Copy out each line of the data that holds the string "wall".
Segment Start: Material provided
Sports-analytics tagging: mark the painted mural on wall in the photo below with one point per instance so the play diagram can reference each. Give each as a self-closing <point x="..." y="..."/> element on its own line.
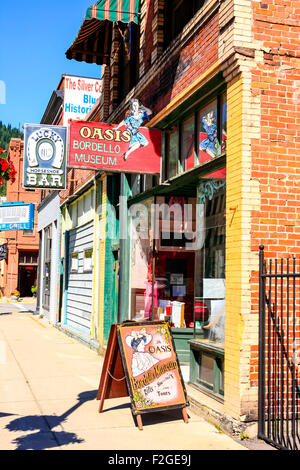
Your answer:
<point x="151" y="366"/>
<point x="44" y="156"/>
<point x="126" y="147"/>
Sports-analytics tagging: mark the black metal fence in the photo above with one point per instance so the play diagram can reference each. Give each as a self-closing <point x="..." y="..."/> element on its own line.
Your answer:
<point x="279" y="352"/>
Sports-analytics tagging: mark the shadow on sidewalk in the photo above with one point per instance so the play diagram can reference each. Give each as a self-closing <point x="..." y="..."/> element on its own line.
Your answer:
<point x="46" y="437"/>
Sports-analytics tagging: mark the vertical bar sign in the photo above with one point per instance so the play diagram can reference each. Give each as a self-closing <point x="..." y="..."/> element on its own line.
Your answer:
<point x="44" y="156"/>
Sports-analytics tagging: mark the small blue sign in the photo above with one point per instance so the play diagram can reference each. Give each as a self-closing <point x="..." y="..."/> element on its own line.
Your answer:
<point x="16" y="216"/>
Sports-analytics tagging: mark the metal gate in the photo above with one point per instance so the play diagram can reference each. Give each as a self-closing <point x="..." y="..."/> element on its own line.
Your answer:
<point x="279" y="352"/>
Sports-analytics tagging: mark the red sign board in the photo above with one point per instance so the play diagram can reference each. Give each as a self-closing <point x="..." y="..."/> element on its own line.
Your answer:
<point x="124" y="148"/>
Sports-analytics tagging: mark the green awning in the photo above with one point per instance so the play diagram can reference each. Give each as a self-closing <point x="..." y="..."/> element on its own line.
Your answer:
<point x="93" y="41"/>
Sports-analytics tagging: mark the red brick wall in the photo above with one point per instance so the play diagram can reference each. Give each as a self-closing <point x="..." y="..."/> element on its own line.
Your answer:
<point x="276" y="155"/>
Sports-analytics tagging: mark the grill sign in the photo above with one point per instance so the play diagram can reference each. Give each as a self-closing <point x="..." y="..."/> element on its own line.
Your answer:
<point x="44" y="157"/>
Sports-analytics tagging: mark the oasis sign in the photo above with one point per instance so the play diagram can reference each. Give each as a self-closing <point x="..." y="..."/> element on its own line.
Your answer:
<point x="125" y="147"/>
<point x="44" y="156"/>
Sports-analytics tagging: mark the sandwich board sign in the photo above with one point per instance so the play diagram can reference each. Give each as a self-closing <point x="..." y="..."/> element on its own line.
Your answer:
<point x="141" y="362"/>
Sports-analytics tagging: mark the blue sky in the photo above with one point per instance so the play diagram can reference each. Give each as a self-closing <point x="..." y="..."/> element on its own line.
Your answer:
<point x="35" y="35"/>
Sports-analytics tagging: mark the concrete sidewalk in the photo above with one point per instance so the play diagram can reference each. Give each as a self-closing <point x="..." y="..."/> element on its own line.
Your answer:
<point x="48" y="386"/>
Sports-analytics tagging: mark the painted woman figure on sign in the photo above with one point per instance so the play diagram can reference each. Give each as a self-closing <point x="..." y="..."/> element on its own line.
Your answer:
<point x="141" y="360"/>
<point x="134" y="119"/>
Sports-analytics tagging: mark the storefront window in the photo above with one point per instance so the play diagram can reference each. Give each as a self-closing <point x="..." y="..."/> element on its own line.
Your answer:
<point x="172" y="149"/>
<point x="210" y="262"/>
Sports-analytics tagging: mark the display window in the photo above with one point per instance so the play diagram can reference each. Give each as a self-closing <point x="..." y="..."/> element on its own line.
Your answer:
<point x="178" y="260"/>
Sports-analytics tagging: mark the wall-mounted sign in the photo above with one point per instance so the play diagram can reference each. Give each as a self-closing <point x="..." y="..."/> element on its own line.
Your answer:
<point x="126" y="147"/>
<point x="44" y="156"/>
<point x="145" y="354"/>
<point x="80" y="95"/>
<point x="16" y="216"/>
<point x="98" y="146"/>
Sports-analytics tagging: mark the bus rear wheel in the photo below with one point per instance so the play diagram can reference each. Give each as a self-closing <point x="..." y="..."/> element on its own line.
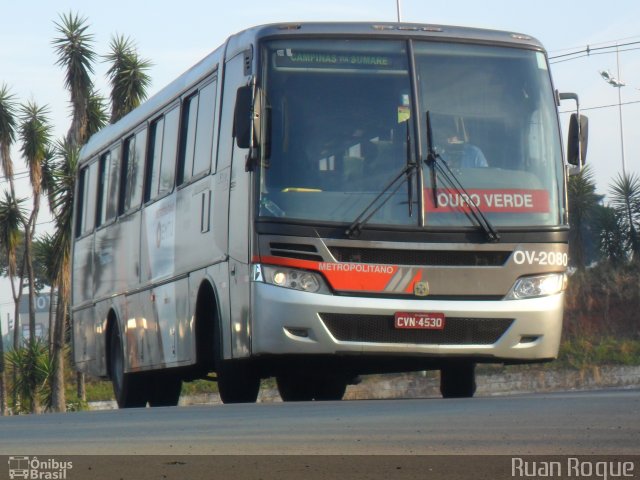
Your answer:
<point x="164" y="389"/>
<point x="130" y="389"/>
<point x="458" y="380"/>
<point x="302" y="388"/>
<point x="238" y="382"/>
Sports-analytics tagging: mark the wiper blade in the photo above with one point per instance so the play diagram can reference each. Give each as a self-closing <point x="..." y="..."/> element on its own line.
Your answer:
<point x="369" y="211"/>
<point x="439" y="166"/>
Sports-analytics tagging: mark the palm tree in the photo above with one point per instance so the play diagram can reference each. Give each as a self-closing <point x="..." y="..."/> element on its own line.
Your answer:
<point x="612" y="239"/>
<point x="625" y="200"/>
<point x="11" y="220"/>
<point x="75" y="54"/>
<point x="35" y="134"/>
<point x="98" y="115"/>
<point x="583" y="203"/>
<point x="128" y="77"/>
<point x="46" y="256"/>
<point x="3" y="383"/>
<point x="61" y="196"/>
<point x="11" y="211"/>
<point x="7" y="133"/>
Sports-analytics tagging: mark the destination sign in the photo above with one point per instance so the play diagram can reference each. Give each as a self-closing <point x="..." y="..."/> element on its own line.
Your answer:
<point x="493" y="201"/>
<point x="295" y="58"/>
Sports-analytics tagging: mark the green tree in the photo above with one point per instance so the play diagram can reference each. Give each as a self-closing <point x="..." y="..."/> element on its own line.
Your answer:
<point x="3" y="383"/>
<point x="583" y="208"/>
<point x="127" y="76"/>
<point x="612" y="239"/>
<point x="74" y="48"/>
<point x="46" y="261"/>
<point x="625" y="200"/>
<point x="35" y="135"/>
<point x="62" y="195"/>
<point x="98" y="116"/>
<point x="75" y="52"/>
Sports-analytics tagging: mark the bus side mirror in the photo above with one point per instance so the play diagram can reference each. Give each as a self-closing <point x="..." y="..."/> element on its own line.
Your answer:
<point x="578" y="139"/>
<point x="242" y="116"/>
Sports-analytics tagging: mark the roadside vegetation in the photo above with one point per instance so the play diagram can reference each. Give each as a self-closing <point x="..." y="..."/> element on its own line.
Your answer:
<point x="602" y="301"/>
<point x="34" y="374"/>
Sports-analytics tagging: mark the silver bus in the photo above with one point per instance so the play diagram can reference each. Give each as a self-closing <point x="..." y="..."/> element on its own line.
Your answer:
<point x="318" y="201"/>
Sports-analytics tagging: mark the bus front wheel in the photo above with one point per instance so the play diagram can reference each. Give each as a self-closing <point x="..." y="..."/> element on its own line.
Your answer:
<point x="238" y="382"/>
<point x="129" y="388"/>
<point x="302" y="388"/>
<point x="458" y="380"/>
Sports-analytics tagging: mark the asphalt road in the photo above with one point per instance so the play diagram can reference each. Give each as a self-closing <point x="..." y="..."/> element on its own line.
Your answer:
<point x="602" y="423"/>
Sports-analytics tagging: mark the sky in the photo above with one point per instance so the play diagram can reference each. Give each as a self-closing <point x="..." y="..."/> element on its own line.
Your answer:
<point x="175" y="35"/>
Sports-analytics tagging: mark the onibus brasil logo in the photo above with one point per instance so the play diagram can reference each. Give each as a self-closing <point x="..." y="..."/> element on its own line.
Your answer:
<point x="38" y="469"/>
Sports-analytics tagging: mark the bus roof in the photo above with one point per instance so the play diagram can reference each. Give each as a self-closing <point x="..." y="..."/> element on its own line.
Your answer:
<point x="241" y="40"/>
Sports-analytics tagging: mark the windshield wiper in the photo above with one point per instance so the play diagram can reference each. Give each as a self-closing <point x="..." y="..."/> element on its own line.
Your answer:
<point x="438" y="166"/>
<point x="369" y="211"/>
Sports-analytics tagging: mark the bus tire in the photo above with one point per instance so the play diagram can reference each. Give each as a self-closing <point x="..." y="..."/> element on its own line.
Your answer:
<point x="294" y="388"/>
<point x="130" y="389"/>
<point x="300" y="388"/>
<point x="458" y="380"/>
<point x="164" y="389"/>
<point x="330" y="388"/>
<point x="238" y="382"/>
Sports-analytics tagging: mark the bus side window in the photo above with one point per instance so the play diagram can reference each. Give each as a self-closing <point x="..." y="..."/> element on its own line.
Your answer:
<point x="103" y="187"/>
<point x="114" y="183"/>
<point x="205" y="130"/>
<point x="154" y="155"/>
<point x="131" y="175"/>
<point x="187" y="138"/>
<point x="169" y="149"/>
<point x="85" y="220"/>
<point x="80" y="202"/>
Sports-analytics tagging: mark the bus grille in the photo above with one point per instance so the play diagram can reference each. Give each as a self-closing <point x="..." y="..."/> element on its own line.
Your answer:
<point x="380" y="329"/>
<point x="454" y="258"/>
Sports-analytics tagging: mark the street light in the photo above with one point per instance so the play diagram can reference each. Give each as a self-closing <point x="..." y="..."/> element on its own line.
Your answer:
<point x="615" y="81"/>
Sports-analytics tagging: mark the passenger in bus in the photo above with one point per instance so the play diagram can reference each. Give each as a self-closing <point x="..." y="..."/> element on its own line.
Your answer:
<point x="457" y="152"/>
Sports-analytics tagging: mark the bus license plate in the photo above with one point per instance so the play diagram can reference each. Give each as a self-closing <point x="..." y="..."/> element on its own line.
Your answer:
<point x="420" y="320"/>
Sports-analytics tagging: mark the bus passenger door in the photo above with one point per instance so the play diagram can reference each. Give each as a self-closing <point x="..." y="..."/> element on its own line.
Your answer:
<point x="237" y="331"/>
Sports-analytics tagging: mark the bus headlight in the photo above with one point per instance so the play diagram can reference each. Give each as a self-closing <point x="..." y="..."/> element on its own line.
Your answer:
<point x="292" y="278"/>
<point x="538" y="286"/>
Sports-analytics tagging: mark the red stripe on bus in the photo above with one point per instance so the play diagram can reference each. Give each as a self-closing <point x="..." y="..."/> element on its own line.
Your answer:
<point x="353" y="277"/>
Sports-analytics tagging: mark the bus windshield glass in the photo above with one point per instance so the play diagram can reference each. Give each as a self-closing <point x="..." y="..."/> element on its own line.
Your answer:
<point x="340" y="128"/>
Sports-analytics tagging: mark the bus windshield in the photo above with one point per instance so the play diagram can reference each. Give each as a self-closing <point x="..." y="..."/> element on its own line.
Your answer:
<point x="340" y="128"/>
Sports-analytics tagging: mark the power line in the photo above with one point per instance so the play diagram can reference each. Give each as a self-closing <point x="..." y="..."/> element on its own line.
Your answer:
<point x="606" y="42"/>
<point x="588" y="50"/>
<point x="582" y="109"/>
Segment End: Material provided
▸ **Solution below**:
Sports-analytics tagging: mark the painted mural on wall in the photo below with one point per instance so the play diagram can reference each. Give each as a self-closing <point x="..." y="..."/> element on its own line.
Sports-analytics tagging: mark the red brick wall in the photo above with one point per instance so the play diagram can reference each. Give each as a self-closing <point x="..." y="..."/> element on its own line.
Sports-analytics tagging: mark the wall-mounted sign in the photo above with one point per instance so the play diagram can reference each. Give each as a self-closing <point x="..." y="..."/> element on its own line.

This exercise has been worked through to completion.